- _Excerpt to read_
HUVEC were cultured overnight in M200 containing 2% FBS. The following day, 3000 cells were plated in each well of a gelatin-coated 96-well plate. The cells were allowed to adhere and spread for 4–6 h, at which time, the medium was replaced with fresh medium containing 2% FBS, 1 ng/ml FGF-2, and varying concentrations of specific test compounds in the presence and absence of 10 μm ZnCl2. Cells were then cultured for an additional 48 h, and relative cell numbers in each well were determined using the Cell Titer Aqueous Cell Proliferation Assay (Promega, Madison, WI).

Tumor Growth Inhibition Experiment and Cell Culture.

The 3LL cells were a gift from the laboratory of Dr. Judah Folkman (Children’s Hospital, Harvard Medical School). The cells were grown in DMEM, 10% FBS containing, 80 μm l-glutamine, and 0.15% sodium bicarbonate at 37°C in a humidified 5% CO2 incubator. B16F1 cells were obtained from the laboratory of Dr. Ronald Goldfarb (University of North Texas Health Science Center) and were maintained in RPMI 1640 containing 10% FBS and 1% MEM nonessential amino acids at 37°C in a humidified 5% CO2 incubator. For the tumor growth inhibition experiments, C57Bl/6 female mice were inoculated s.c. with 2.5 × 105 3LL cells or 7.5 × 104 B16F1 cells. After 4 days, peptide (dissolved in PBS) treatment was initiated and continued daily (Monday through Friday). Vehicle alone was used as a negative control, and metronomically dosed (170 mg/kg, once/week) cyclophosphamide (Sigma) was used as a positive control (14).

- _Assigned task_
According to the methods excerpt, how many days after inoculating the mice did peptide treatment begin? The material plays no part in this exercise.

- _Available data_
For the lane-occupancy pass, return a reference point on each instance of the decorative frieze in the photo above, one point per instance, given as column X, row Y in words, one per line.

- _Answer to this problem_
Peptide treatment began after 4 days.